§ EXERCISE
Pick up the guide on choosing a sealant technology after its last sentence and keep writing it in the same style.

§ PASSAGE

Selecting the Right Sealant Technology for the Job

What are the important questions to ask yourself when making a seal?

To help you determine the right sealant technology for each job (silicone, polyurethane, MSP (modified-silane polymer), butyl, etc.), you must first determine which properties are essential, which provide advantages but are not crucial, and which are secondary.

Below are a few of the questions to ask yourself:

  •   Is impermeability to liquids or gases necessary? Although all four technologies offer impermeability to liquids, only butyl sealants are impermeable to gases and vacuum.
  •   What is the maximum temperature the seal will have to withstand? If the surrounding temperatures will be more than 90°C (194°F) at all times, only silicone sealants are suitable.
  •   Is the substrate hard to bond? All four technologies offer a broad spectrum of adhesion. However, experience shows that MSP’s adhere better to certain plastics. Furthermore, only silicone will bond to silicone surfaces.
  •   Is a high level of mechanical strength necessary? Some polyurethane adhesive sealant offer mechanical strengths of up to 10 MPa. MSP XS55 has a mechanical strength of up to 6 MPa. Most silicones and butyls have a lower mechanical strength.
  •   Will the seal be painted or coated? If the answer is yes, MSPs are the right choice. Do not use silicones.
  •   Is a clear seal needed? If the answer is yes, the Dow Corning range has many clear sealants. Merbenit offers only one clear MSP(Merbenit TS40).
  •   Is a food-grade sealant necessary? If the answer is yes, use an NSF and/or FDA approved silicone.
  •   Will the seal be exposed to chemicals?Always find out what the chemical is (organic solvent, acid, base, etc.) to check for compatibility. Silicones stand up best to chemical attack in general.
  •   Will the seal be exposed to UV light? Again, silicones offer the best UV resistance. MSP’s offer good resistance (particularly Merbenit UV27 ) while polyurethanes degrade rapidly if they are not treated with a UV inhibitor.

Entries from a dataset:
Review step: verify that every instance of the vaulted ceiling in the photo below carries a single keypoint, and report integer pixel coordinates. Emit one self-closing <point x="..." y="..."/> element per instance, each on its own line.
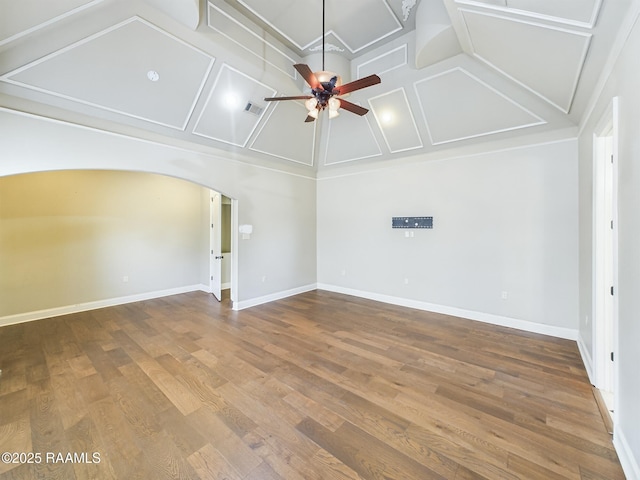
<point x="195" y="73"/>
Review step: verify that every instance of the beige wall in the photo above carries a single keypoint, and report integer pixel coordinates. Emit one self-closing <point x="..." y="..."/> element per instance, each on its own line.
<point x="71" y="237"/>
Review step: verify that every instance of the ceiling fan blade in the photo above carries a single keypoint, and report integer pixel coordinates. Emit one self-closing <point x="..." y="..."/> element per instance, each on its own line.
<point x="308" y="75"/>
<point x="276" y="99"/>
<point x="352" y="107"/>
<point x="358" y="84"/>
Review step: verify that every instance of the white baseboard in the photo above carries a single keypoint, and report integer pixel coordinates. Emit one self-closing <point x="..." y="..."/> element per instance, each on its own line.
<point x="586" y="359"/>
<point x="629" y="462"/>
<point x="252" y="302"/>
<point x="533" y="327"/>
<point x="82" y="307"/>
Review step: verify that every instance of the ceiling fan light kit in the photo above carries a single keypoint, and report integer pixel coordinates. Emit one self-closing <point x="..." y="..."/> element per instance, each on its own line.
<point x="326" y="87"/>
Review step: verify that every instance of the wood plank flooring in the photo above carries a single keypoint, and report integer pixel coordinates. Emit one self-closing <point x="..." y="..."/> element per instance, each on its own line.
<point x="316" y="386"/>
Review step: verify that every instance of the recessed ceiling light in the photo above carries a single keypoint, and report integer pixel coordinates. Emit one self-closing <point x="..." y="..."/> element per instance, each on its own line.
<point x="386" y="117"/>
<point x="232" y="101"/>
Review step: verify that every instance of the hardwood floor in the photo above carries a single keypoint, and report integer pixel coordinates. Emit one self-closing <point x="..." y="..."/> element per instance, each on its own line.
<point x="316" y="386"/>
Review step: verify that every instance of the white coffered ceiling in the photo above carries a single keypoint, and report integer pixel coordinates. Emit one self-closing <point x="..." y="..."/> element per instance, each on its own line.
<point x="454" y="72"/>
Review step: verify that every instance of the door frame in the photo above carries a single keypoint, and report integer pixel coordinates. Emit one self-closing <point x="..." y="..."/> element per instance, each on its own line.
<point x="605" y="275"/>
<point x="234" y="244"/>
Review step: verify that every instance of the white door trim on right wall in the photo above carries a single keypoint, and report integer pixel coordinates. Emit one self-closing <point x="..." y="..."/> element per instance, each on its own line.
<point x="605" y="256"/>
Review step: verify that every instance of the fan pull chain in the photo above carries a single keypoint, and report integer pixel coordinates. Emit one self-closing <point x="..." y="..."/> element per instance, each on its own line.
<point x="323" y="34"/>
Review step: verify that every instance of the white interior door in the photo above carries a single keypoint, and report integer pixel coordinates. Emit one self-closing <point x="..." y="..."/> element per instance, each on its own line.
<point x="606" y="257"/>
<point x="215" y="238"/>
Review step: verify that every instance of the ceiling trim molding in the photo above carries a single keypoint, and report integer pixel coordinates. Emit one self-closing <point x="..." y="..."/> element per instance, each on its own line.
<point x="585" y="49"/>
<point x="326" y="147"/>
<point x="405" y="60"/>
<point x="539" y="16"/>
<point x="7" y="77"/>
<point x="289" y="72"/>
<point x="618" y="45"/>
<point x="264" y="123"/>
<point x="540" y="121"/>
<point x="351" y="49"/>
<point x="212" y="92"/>
<point x="51" y="21"/>
<point x="381" y="123"/>
<point x="221" y="156"/>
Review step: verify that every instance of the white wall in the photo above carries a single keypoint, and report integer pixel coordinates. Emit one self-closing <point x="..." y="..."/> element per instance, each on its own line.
<point x="71" y="237"/>
<point x="280" y="206"/>
<point x="503" y="222"/>
<point x="622" y="83"/>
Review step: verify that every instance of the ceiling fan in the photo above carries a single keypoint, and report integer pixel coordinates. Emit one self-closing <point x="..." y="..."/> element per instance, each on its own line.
<point x="325" y="88"/>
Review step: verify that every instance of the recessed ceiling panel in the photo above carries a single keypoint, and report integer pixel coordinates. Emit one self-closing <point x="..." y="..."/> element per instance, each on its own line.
<point x="229" y="23"/>
<point x="395" y="119"/>
<point x="133" y="68"/>
<point x="286" y="135"/>
<point x="19" y="17"/>
<point x="234" y="108"/>
<point x="300" y="22"/>
<point x="396" y="58"/>
<point x="456" y="105"/>
<point x="547" y="61"/>
<point x="579" y="12"/>
<point x="349" y="138"/>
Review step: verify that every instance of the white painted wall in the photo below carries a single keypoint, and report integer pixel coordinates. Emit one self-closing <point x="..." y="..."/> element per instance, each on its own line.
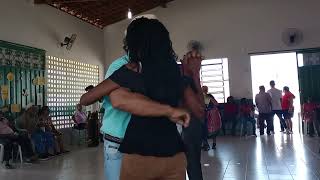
<point x="232" y="29"/>
<point x="44" y="27"/>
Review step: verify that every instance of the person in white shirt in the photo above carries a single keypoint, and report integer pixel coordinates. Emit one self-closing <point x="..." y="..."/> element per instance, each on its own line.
<point x="276" y="96"/>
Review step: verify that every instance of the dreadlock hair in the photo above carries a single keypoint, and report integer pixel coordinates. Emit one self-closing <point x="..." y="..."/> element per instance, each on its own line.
<point x="147" y="42"/>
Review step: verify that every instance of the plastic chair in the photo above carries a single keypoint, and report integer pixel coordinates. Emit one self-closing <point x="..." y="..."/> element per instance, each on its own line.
<point x="19" y="153"/>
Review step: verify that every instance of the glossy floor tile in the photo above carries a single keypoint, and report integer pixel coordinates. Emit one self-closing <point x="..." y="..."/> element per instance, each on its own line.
<point x="276" y="157"/>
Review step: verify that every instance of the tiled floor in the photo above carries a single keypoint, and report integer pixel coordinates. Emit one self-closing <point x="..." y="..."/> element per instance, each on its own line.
<point x="278" y="157"/>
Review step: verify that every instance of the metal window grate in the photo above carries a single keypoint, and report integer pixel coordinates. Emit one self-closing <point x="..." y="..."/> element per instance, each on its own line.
<point x="215" y="74"/>
<point x="67" y="80"/>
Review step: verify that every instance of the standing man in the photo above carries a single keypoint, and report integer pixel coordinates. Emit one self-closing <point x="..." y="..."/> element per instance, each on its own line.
<point x="276" y="96"/>
<point x="264" y="102"/>
<point x="207" y="99"/>
<point x="93" y="114"/>
<point x="287" y="106"/>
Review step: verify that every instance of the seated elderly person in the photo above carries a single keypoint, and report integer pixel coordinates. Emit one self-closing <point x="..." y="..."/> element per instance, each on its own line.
<point x="80" y="118"/>
<point x="45" y="123"/>
<point x="29" y="122"/>
<point x="7" y="132"/>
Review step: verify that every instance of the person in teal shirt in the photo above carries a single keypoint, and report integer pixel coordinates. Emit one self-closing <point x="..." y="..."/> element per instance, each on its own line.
<point x="115" y="121"/>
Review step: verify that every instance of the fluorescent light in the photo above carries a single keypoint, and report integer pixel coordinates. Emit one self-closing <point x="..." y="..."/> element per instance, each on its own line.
<point x="129" y="14"/>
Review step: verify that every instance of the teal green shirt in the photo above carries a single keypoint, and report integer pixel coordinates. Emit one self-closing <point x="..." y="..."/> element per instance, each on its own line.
<point x="114" y="121"/>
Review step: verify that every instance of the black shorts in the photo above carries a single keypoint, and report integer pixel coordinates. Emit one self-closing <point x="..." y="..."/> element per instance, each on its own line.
<point x="287" y="114"/>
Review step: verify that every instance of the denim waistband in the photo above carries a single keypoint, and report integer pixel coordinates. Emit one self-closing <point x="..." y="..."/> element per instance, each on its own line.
<point x="112" y="138"/>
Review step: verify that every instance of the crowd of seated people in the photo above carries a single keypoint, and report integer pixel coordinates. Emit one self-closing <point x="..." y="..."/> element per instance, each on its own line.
<point x="34" y="131"/>
<point x="237" y="114"/>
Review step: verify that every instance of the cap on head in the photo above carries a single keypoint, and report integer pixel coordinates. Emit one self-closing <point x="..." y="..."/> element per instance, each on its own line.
<point x="286" y="88"/>
<point x="272" y="83"/>
<point x="88" y="88"/>
<point x="205" y="89"/>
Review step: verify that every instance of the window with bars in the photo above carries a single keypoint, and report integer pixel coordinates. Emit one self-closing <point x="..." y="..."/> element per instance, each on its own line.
<point x="214" y="74"/>
<point x="67" y="80"/>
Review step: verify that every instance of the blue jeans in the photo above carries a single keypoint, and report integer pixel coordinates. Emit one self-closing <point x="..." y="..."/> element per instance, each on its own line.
<point x="112" y="160"/>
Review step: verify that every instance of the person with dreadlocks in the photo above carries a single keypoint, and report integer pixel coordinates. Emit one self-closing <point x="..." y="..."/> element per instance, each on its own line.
<point x="148" y="43"/>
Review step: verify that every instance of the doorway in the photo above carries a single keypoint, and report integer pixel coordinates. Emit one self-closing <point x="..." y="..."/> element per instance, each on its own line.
<point x="283" y="69"/>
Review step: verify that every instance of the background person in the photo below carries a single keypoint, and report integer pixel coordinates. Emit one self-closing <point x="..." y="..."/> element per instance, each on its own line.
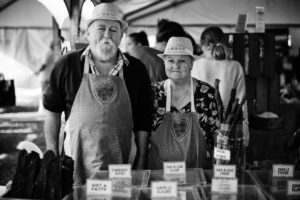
<point x="137" y="39"/>
<point x="186" y="116"/>
<point x="105" y="95"/>
<point x="214" y="64"/>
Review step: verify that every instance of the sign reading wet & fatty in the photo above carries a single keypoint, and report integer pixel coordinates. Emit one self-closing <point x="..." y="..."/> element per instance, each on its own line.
<point x="98" y="187"/>
<point x="293" y="187"/>
<point x="283" y="170"/>
<point x="224" y="171"/>
<point x="119" y="171"/>
<point x="224" y="185"/>
<point x="174" y="168"/>
<point x="163" y="189"/>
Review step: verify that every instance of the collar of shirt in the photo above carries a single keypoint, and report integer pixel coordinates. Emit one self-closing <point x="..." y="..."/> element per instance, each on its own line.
<point x="122" y="59"/>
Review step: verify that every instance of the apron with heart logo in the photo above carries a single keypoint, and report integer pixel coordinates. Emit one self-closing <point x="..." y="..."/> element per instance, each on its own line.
<point x="99" y="129"/>
<point x="179" y="137"/>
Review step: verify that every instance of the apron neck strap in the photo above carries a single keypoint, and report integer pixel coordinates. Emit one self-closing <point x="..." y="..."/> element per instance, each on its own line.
<point x="169" y="97"/>
<point x="87" y="67"/>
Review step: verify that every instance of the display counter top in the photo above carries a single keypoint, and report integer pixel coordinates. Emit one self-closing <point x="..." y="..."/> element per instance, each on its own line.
<point x="193" y="176"/>
<point x="243" y="177"/>
<point x="275" y="188"/>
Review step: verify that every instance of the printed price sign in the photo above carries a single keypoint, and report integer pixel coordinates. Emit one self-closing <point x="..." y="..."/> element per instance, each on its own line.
<point x="221" y="154"/>
<point x="182" y="195"/>
<point x="279" y="185"/>
<point x="174" y="168"/>
<point x="224" y="171"/>
<point x="260" y="19"/>
<point x="220" y="185"/>
<point x="282" y="170"/>
<point x="179" y="178"/>
<point x="241" y="23"/>
<point x="163" y="189"/>
<point x="293" y="187"/>
<point x="121" y="191"/>
<point x="98" y="187"/>
<point x="119" y="171"/>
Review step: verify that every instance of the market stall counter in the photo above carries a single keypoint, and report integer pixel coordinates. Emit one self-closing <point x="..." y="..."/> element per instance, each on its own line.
<point x="278" y="188"/>
<point x="192" y="176"/>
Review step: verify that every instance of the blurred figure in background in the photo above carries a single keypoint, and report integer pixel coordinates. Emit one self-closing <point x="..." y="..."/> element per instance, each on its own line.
<point x="215" y="64"/>
<point x="45" y="71"/>
<point x="137" y="39"/>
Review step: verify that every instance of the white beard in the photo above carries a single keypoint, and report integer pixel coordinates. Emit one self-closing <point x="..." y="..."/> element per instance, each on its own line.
<point x="106" y="50"/>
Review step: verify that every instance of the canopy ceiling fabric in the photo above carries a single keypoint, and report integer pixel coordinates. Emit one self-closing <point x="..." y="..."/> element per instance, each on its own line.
<point x="146" y="12"/>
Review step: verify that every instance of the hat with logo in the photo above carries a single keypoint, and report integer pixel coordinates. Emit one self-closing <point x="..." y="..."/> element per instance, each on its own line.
<point x="108" y="11"/>
<point x="178" y="46"/>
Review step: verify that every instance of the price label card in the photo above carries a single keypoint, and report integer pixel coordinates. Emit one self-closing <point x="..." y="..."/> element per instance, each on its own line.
<point x="121" y="191"/>
<point x="221" y="154"/>
<point x="241" y="23"/>
<point x="283" y="170"/>
<point x="98" y="187"/>
<point x="179" y="178"/>
<point x="98" y="197"/>
<point x="260" y="19"/>
<point x="223" y="196"/>
<point x="224" y="171"/>
<point x="293" y="187"/>
<point x="222" y="185"/>
<point x="163" y="189"/>
<point x="174" y="168"/>
<point x="279" y="185"/>
<point x="182" y="195"/>
<point x="119" y="171"/>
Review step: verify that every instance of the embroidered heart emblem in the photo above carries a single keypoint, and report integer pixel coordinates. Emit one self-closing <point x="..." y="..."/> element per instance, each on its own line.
<point x="105" y="91"/>
<point x="180" y="128"/>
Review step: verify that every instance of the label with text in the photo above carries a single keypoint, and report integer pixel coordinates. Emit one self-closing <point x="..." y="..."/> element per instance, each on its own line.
<point x="283" y="170"/>
<point x="174" y="168"/>
<point x="119" y="171"/>
<point x="221" y="154"/>
<point x="98" y="187"/>
<point x="260" y="19"/>
<point x="241" y="23"/>
<point x="182" y="195"/>
<point x="279" y="185"/>
<point x="293" y="187"/>
<point x="96" y="197"/>
<point x="224" y="185"/>
<point x="163" y="189"/>
<point x="179" y="178"/>
<point x="224" y="171"/>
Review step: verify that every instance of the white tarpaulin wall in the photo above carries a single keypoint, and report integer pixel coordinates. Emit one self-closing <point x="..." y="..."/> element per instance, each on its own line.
<point x="26" y="27"/>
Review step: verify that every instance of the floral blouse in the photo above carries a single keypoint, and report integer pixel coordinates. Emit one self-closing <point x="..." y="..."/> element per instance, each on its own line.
<point x="205" y="105"/>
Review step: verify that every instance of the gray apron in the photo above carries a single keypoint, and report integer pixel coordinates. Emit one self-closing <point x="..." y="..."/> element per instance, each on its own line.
<point x="100" y="125"/>
<point x="178" y="137"/>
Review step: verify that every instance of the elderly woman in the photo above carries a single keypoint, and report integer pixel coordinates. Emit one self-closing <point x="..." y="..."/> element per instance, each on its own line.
<point x="186" y="116"/>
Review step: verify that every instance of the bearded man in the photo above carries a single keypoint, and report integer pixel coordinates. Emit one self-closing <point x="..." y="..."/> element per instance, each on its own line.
<point x="106" y="97"/>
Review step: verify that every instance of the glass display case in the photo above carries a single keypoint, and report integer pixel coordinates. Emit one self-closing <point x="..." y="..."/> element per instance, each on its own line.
<point x="243" y="177"/>
<point x="193" y="176"/>
<point x="275" y="188"/>
<point x="139" y="177"/>
<point x="119" y="192"/>
<point x="184" y="193"/>
<point x="245" y="192"/>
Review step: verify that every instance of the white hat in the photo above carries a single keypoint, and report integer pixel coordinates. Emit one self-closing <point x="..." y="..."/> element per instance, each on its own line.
<point x="178" y="46"/>
<point x="107" y="11"/>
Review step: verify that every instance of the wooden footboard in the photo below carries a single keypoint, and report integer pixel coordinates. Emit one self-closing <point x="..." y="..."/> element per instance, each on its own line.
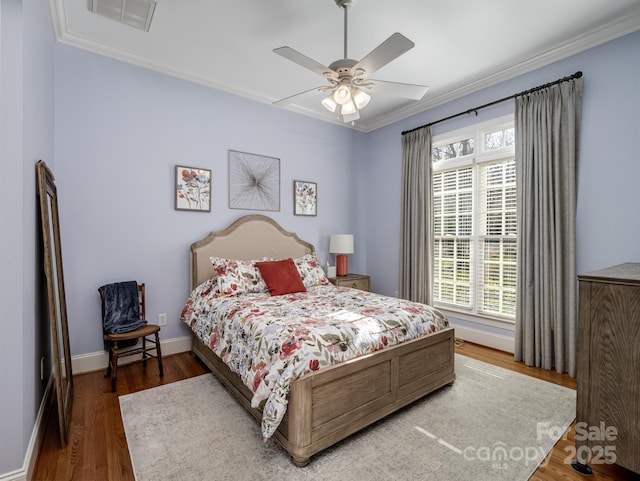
<point x="328" y="405"/>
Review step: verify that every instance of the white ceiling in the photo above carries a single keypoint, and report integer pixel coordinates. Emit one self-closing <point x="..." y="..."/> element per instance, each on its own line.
<point x="461" y="46"/>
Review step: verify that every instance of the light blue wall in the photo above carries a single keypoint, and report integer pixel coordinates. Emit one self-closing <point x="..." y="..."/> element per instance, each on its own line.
<point x="26" y="135"/>
<point x="608" y="223"/>
<point x="119" y="132"/>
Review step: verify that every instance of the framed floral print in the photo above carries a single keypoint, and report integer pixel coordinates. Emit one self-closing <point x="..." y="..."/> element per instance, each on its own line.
<point x="254" y="181"/>
<point x="305" y="197"/>
<point x="193" y="189"/>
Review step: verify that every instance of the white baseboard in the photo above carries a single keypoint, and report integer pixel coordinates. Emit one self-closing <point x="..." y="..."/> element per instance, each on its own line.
<point x="96" y="361"/>
<point x="495" y="341"/>
<point x="37" y="435"/>
<point x="83" y="363"/>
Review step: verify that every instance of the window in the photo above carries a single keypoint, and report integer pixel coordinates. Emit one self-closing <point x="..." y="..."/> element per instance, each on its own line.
<point x="475" y="227"/>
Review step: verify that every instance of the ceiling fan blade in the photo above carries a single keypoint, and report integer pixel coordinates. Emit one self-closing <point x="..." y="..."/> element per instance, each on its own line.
<point x="293" y="98"/>
<point x="397" y="89"/>
<point x="390" y="49"/>
<point x="303" y="60"/>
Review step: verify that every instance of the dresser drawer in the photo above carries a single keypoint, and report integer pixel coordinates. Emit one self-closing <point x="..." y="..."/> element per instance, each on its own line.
<point x="354" y="281"/>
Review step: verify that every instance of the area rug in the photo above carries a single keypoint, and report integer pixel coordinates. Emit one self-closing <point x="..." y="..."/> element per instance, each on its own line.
<point x="491" y="424"/>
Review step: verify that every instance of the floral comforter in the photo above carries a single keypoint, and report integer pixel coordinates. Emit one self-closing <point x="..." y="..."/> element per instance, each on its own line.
<point x="271" y="341"/>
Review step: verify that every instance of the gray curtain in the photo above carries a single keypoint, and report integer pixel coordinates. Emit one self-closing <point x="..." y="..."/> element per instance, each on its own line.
<point x="416" y="242"/>
<point x="547" y="126"/>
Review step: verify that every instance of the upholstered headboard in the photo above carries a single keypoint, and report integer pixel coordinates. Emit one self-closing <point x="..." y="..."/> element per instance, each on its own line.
<point x="250" y="237"/>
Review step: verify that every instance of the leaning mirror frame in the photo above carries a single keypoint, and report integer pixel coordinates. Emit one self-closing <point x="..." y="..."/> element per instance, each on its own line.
<point x="57" y="307"/>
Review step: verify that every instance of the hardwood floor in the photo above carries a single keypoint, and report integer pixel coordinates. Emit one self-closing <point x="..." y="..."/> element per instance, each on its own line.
<point x="97" y="449"/>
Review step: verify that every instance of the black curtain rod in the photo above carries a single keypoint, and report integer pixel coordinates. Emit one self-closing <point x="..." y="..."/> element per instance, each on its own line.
<point x="475" y="110"/>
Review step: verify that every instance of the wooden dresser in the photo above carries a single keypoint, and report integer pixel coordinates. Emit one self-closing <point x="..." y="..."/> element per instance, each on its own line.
<point x="608" y="378"/>
<point x="355" y="281"/>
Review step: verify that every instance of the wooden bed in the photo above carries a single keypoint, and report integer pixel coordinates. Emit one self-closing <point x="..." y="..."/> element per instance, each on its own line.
<point x="327" y="405"/>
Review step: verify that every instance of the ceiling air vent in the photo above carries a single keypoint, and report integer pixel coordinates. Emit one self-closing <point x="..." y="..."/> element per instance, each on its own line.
<point x="135" y="13"/>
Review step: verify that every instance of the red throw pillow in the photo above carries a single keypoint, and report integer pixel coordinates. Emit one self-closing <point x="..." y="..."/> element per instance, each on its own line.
<point x="281" y="277"/>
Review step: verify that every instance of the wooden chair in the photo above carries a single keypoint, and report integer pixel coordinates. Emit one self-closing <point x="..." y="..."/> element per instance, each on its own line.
<point x="112" y="340"/>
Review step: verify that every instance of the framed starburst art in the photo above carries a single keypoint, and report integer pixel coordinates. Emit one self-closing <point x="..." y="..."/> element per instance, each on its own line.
<point x="254" y="181"/>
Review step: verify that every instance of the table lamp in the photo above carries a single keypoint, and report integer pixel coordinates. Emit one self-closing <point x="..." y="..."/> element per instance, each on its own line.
<point x="341" y="244"/>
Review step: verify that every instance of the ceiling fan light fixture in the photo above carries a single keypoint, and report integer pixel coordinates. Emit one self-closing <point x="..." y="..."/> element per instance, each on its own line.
<point x="342" y="95"/>
<point x="329" y="103"/>
<point x="361" y="98"/>
<point x="351" y="117"/>
<point x="348" y="108"/>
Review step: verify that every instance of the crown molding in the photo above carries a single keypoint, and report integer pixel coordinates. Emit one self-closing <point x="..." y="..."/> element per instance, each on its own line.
<point x="623" y="25"/>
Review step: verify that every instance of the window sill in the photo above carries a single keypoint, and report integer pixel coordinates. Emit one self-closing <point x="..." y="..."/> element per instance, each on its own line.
<point x="487" y="321"/>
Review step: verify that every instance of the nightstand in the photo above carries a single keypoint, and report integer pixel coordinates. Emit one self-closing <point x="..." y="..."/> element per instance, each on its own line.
<point x="355" y="281"/>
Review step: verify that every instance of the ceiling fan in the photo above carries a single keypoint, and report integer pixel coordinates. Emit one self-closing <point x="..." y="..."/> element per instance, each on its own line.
<point x="349" y="78"/>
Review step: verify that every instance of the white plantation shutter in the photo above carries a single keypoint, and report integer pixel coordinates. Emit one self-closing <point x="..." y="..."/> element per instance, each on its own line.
<point x="475" y="227"/>
<point x="497" y="238"/>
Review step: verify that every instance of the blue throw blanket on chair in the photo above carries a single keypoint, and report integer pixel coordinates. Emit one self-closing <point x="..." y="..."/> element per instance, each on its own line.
<point x="121" y="307"/>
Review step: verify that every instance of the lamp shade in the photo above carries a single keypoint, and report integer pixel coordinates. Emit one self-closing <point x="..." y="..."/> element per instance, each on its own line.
<point x="341" y="244"/>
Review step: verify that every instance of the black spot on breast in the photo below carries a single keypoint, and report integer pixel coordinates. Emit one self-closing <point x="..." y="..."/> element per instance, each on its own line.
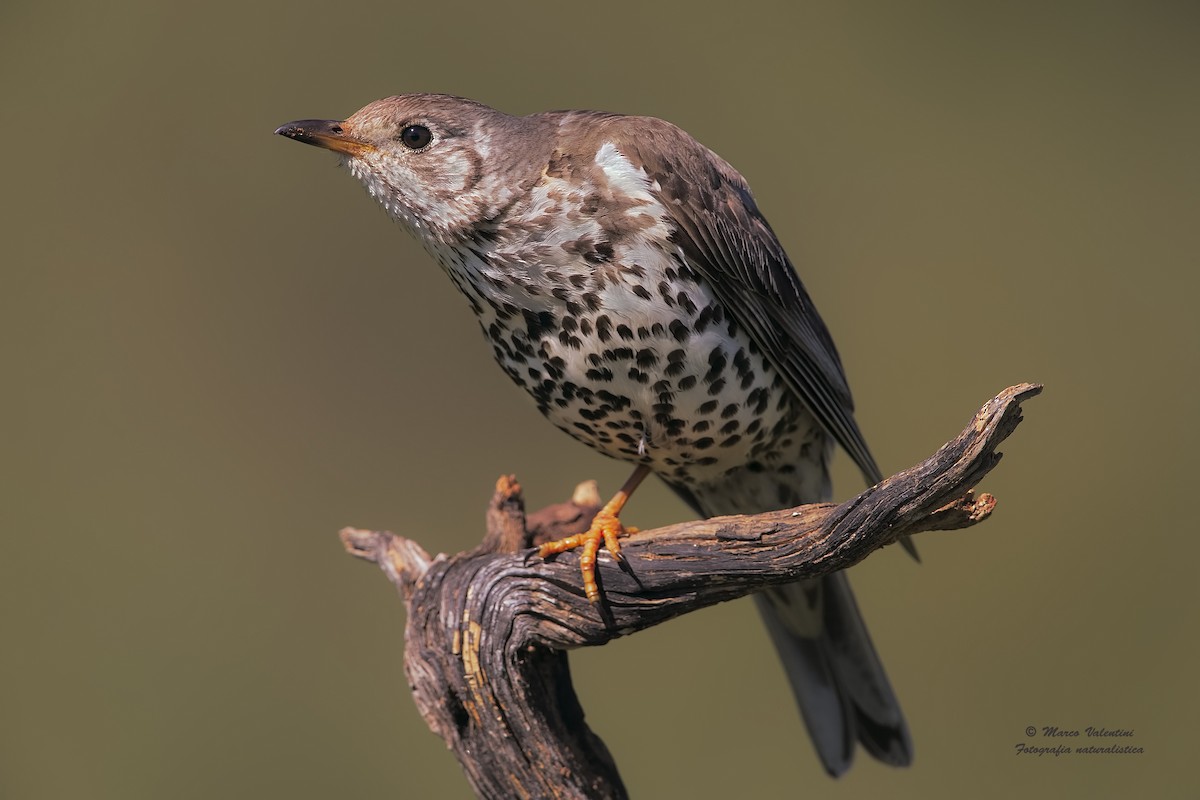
<point x="538" y="324"/>
<point x="604" y="328"/>
<point x="603" y="373"/>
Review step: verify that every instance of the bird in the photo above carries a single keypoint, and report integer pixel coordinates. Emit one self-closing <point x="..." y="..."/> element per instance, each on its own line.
<point x="625" y="278"/>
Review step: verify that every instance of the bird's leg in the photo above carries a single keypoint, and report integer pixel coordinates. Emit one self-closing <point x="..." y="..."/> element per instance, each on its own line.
<point x="605" y="528"/>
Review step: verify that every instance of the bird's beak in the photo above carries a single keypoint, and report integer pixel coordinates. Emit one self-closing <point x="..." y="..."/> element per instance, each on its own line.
<point x="325" y="133"/>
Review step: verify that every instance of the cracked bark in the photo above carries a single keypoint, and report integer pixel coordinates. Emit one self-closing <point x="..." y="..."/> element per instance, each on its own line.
<point x="489" y="630"/>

§ THE RESULT
Challenges in the application process must also be considered:

  •   Can the adhesive be applied at ambient temperature? Again, silicones, MSP’s and polyurethanes are RTV (room temperature vulcanizing). Only one butyl adhesive sealant (Totalseal TS 1127) cures at cold temperatures. The other products are hot-melt adhesives.
  •   Is a self-leveling adhesive needed? We carry several self-leveling silicones. The only self-leveling MSP we carry is Merbenit 2K20 (two-part). None of the products in the polyurethane or butyl ranges are self-leveling.
  •   Is a two-part adhesive needed? If the setting time is long or the adhesive sealant cannot be exposed to air moisture (enclosed housing, thick layer of adhesive sealant, etc.), a two-part adhesive may be a wise choice. Dow Corning two-part silicones are available only in bulk, whereas Merbenit and Le Joint Français two-part products are available in cartridges.
  •   Is high initial tack necessary? If the answer is yes, opt for a MSP or a butyl adhesive.

Summary table

Silicone PU MSP Butyl
Impermeable to gases No No No Yes
Maximum temperature 90°C (194°F) 90°C (194°F) 90°C (194°F) 90°C (194°F)
Spectrum of adhesion Wide Wide Very wide Wide
Mechanical strength Up to 3 MPa Up to 10 MPa Up to 6 MPa Low
Paintable No Yes Yes Yes
Clarity Several grades No TS40 No
Food contact Several grades No No No
UV resistance Very good Very poor Average (UV 27) Average
Chemical resistance Excellent Poor Average Average
RTV curing Yes Yes Yes No (except TS1127)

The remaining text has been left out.